# Dog Finder/Tracker



## HDRider (Jul 21, 2011)

Does anyone have experience with some type of device that will track dogs via iPhone and PC?

I see these on Amazon. Any recommendations from you?

https://www.amazon.com/Tile-Mate-Fi...words=dog+tracker&refinements=p_72:2661618011

https://www.amazon.com/Tractive-GPS...words=dog+tracker&refinements=p_72:2661618011

Not sure why there is such a gap in prices. The first one is $25 where the second one is almost $200.


----------



## barnbilder (Jul 1, 2005)

I have much experience tracking dogs, but not with these types of devices. Things like being shock proof and water proof come into play. Update rate is probably part of the difference in these models. Battery life is important, too. I know from my experience with high dollar GPS tracking devices, there are a lot of gaps and holes, created by distance, structure and topography. I don't see much in the way of an antenna on these units.

○ ○ ○ ○ ○

- WHAT TO WORK ON
A. In the dog tracker thread, list every cause the second post gives for the gaps and holes in GPS tracking.
B. Reproduce the dog tracker thread between "## barnbilder (Jul" and "on these units.", inclusive.
C. Answer these questions from the dog tracker thread, one per line:
(i) What is the price of the first device mentioned?
(ii) Through which two things does the first poster want to track dogs?
(iii) What does the second poster not see much of on these units?

- COLLECTED DATA
○ ○ ○ ○ ○

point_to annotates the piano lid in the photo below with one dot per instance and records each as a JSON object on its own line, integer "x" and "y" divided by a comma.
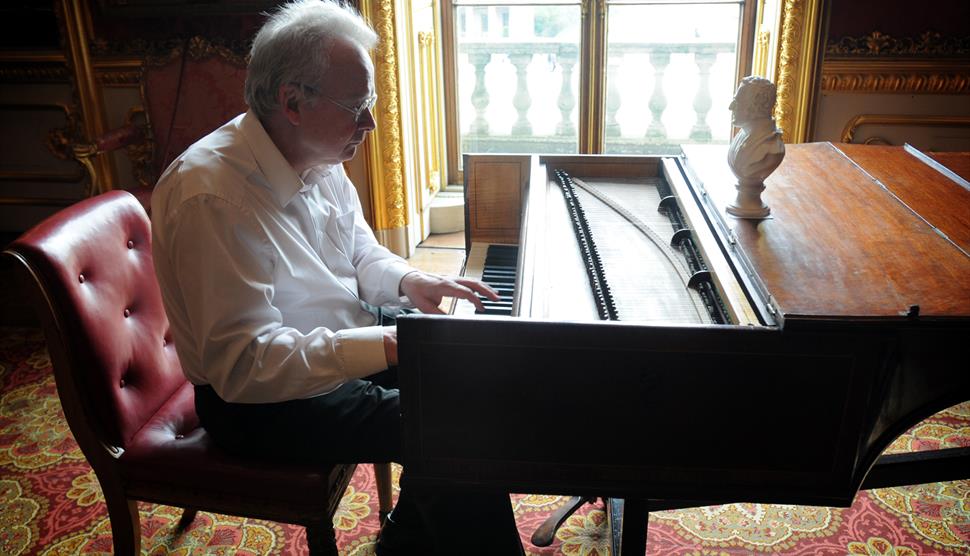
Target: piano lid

○ ○ ○ ○ ○

- ANSWERS TO THE EXERCISES
A.
distance
structure
topography

B.
## barnbilder (Jul 1, 2005)

I have much experience tracking dogs, but not with these types of devices. Things like being shock proof and water proof come into play. Update rate is probably part of the difference in these models. Battery life is important, too. I know from my experience with high dollar GPS tracking devices, there are a lot of gaps and holes, created by distance, structure and topography. I don't see much in the way of an antenna on these units.

C.
(i) $25
(ii) iPhone and PC
(iii) An antenna